▶ **Short problem**:
Make an exact copy of the lines below.

# START OF The data

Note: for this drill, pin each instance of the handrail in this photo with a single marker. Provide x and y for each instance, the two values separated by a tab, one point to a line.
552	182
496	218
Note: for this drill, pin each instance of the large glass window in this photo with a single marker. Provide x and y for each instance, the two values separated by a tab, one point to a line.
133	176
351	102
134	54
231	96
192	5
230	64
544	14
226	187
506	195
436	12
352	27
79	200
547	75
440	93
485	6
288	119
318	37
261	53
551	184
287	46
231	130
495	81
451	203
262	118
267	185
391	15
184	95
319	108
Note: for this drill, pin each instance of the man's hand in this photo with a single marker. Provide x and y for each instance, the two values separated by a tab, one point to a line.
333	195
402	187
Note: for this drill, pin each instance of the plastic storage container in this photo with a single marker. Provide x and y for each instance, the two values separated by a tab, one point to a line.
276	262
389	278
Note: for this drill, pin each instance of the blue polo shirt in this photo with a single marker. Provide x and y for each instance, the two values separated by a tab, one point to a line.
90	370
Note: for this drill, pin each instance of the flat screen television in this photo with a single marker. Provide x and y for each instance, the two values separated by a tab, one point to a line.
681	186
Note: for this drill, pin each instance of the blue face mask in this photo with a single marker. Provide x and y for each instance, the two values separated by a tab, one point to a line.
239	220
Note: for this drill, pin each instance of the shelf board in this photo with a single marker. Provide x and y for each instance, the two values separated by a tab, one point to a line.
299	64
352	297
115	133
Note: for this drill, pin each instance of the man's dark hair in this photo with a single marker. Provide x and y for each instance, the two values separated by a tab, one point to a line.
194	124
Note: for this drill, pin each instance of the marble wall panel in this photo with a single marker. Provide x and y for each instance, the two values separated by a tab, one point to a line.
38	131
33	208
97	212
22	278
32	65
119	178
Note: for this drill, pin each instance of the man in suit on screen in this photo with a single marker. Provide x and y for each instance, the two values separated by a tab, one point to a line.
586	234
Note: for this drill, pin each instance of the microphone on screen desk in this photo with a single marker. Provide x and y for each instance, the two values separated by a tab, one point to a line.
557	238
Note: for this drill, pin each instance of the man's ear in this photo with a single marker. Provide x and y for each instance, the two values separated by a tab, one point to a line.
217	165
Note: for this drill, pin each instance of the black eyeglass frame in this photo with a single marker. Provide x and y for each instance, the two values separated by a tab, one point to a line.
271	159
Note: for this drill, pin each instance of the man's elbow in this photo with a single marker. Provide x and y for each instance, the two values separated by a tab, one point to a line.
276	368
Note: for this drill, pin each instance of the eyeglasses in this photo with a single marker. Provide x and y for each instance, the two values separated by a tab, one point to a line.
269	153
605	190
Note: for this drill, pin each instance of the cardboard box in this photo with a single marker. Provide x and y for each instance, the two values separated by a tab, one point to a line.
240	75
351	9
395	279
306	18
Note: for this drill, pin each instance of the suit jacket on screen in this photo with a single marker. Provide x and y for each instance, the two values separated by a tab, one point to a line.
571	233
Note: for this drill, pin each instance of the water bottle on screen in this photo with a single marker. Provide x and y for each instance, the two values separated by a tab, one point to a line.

# END OF The data

▶ **Answer to this exercise**:
Note: for this drill, pin each instance of the handrail in this photo with a single marker. Provide x and y for each instance, the two values separated by a tab, one point to a line.
552	182
496	218
Note: for this drill, pin each instance of the large glass window in this photo with a single marker. Provide x and y for each instance, the two values separated by a tab, one point to a line.
133	176
351	102
134	54
231	96
192	5
230	64
544	14
226	187
506	195
436	12
352	27
79	200
547	75
440	93
485	6
288	119
318	37
261	53
551	184
287	46
231	130
495	81
451	203
262	118
267	185
391	15
184	95
319	108
Note: for this drill, pin each instance of the man's hand in this photo with a single marker. Provide x and y for each instance, the two values separated by a tab, one point to a line.
333	195
402	187
Note: for this drill, pin each instance of the plastic storage container in this photo with a single marker. Provide x and y for each instance, the two values separated by a tab, one point to a line.
276	262
389	278
Note: for this drill, pin each instance of the blue polo shirt in this photo with a single marker. Provide x and y for each instance, the two values separated by a tab, one point to a line.
90	370
Note: for this drill, pin each instance of the flat screen television in this photo with a single marker. Provide x and y for each instance, the two values separated by a tab, one point to a line.
681	186
Note: for this drill, pin each instance of the blue face mask in this photo with a single marker. Provide x and y for each instance, the two values separated by a tab, one point to a line.
239	220
Note: for this drill, pin each instance of the shelf board in this photo with a single marker. Provide x and y for each instance, the two values separated by a tab, one point to a line.
299	64
352	297
115	133
Note: for this drill, pin each instance of the man's dark hair in this photo with a single marker. Provide x and y for each instance, the two values separated by a tab, one point to a line.
194	124
Note: for this drill, pin each instance of the marble wall panel in this photo with a single marker. Provide x and y for each instance, the two values separated by a tab, one point to a line.
38	131
33	208
97	212
22	278
32	65
119	178
Note: for this drill, pin each instance of the man in suit on screen in this photo with a single marker. Provide x and y for each instance, the two values separated by a tab, one point to a line.
586	234
Note: for this drill, pin each instance of the microphone on screen desk in this photo with a single marker. Provide x and y for each instance, the two values separated by a tab, one point to a line.
557	238
Note: for this drill, pin each instance of the man's ear in this photo with a single marker. Provide x and y for each instance, the two values separated by a tab, one point to a line.
217	165
Note: for this drill, pin each instance of the black eyeglass frame in this photo with a single marker. Provide x and y for each instance, the two values separated by a tab, one point to a line.
271	159
Note: for this drill, pin each instance of the man's elbow in this photo with a single marker. Provide x and y for each instance, the two values separated by a tab, one point to a line.
276	368
Note: for this drill, pin each instance of the eyeglasses in this photo with a single marker. Provide x and y for each instance, the two values separated by a tab, one point to a line.
269	153
605	190
Note: for this drill, pin each instance of the cardboard box in this photo with a single marker. Provide x and y for each instance, the two values separated by a tab, one point to a line.
240	75
351	9
395	279
306	18
Note: for this drill, pin each instance of the suit jacket on screen in this photo with a single marker. Provide x and y for each instance, the two values separated by a tab, one point to a line.
571	233
Note: for this drill, pin each instance of the water bottle on screen in this photo with a single marker. Provide x and y for each instance, the two values separated by a tab, one point to a line.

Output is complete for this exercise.